Extrait source —
>>>
FAULKNER / SIRK : LA DÉFAULKNÉRISATION DE "PYLÔNE" (25 mn)

Remarquable étude de l’adaptation de Pylône par Marguerite Chabrol, enseignante à l’université Paris X.

Faulkner accepte avec facilité le travail alimentaire de scénariste à Hollywood. Il a beaucoup travaillé avec Hawks sur Le grand sommeil mais aussi sur une de ses nouvelles Après nous le déluge qui abordait déjà le thème de l'aviation.

Faulkner a fait son service militaire dans l'aviation durant la première guerre mondiale. Il a ensuite passé son brevet de pilote et acheté un avion. Outre le thème de l'aviation, Pylône comporte celui récurent de l'alcoolisme, de l'héroïsme désabusé celui des héros de guerre contraints au spectacle forain, du conflit avec le monde moderne suite à la grande pauvreté des années 30. Le un roman est généralement jugé inutilement compliqué et pas à la hauteur de ses grands chefs-d'œuvre de Faulkner.

Sirk à la UFA voulait déjà adapter un roman sur l'aviation et particulièrement Pylône de Faulkner. Le projet ne se fait pas à la UFA. Lorsque la Universal achète les droits de Pylône, ce n'est plus tant le thème de l'aviation qui intéresse Sirk dans le roman que les thèmes du désenchantement et de l'alcoolisme.

On y retrouve la même structure que dans Ecrit sur du vent avec son témoin d'un couple qui se détruit. L'adaptation est signée par George Zuckerman. Sirk qui s'implique dans le scénario dit vouloir défaulknériser le roman. C'est à dire sans doute pour lui transformer l'esthétique faulknerienne avec sa structure narrative complexe et ses thèmes violent en esthétique hollywoodienne conforme à une thématique et une stylistique plus classique.

La conduite du récit n'est pas facile à suivre dans le roman. On ne sait ainsi pas toujours qui parle et on ne le comprend souvent que rétroactivement. Sirk met en place une mécanique du récit efficace avec un enchaînement des scènes très lisible.

Sirk respecte aussi l'esthétique hollywoodienne avec des acteurs très glamour alors que les personnages du roman sont souvent décrit en habit de mécanicien et plein de cambouis.

Sirk retrouve néanmoins l'esprit du roman par d'autres aspects. Faulkner s'était ainsi beaucoup inspiré du poème, La terre vaine écrit par TS Eliot en 1922. Sirk en lit des passages sur le tournage pour expliquer à Rock Hudson son personnage de bouffon vis à vis de celui, plus grandiose, interprété par Stark.


Sirk réintroduit aussi la complexité non plus dans la structure narrative mais dans un emploi du scope complexe et dans les angles de prises de vues.
<<<
Consignes —
A. Relevez tous les titres d'œuvres cités dans l'extrait source.
B. D'après l'extrait source, pourquoi Sirk lit-il des passages de La terre vaine pendant le tournage ?
C. Traduisez en anglais cette phrase de l'extrait source : « Sirk met en place une mécanique du récit efficace avec un enchaînement des scènes très lisible. »

Documents fournis —
>>>
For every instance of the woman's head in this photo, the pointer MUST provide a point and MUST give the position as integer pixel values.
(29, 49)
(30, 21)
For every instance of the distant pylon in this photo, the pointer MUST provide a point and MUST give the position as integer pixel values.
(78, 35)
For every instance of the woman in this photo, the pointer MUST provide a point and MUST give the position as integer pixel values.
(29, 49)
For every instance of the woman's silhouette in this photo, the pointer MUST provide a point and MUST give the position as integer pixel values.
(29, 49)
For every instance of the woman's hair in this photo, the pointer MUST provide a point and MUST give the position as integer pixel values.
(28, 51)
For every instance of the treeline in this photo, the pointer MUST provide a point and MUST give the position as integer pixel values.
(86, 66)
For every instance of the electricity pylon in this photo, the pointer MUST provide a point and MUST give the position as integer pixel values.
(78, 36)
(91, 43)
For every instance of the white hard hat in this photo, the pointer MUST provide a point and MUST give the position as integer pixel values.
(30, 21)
<<<
Corrigé —
A. Pylône, Le grand sommeil, Après nous le déluge, Ecrit sur du vent, La terre vaine

B. Il les lit pour expliquer à Rock Hudson son personnage de bouffon par rapport à celui, plus grandiose, joué par Stark. Faulkner s'était beaucoup inspiré de ce poème pour écrire son roman.

C. Sirk sets up an efficient narrative mechanism with a very easy-to-follow sequence of scenes.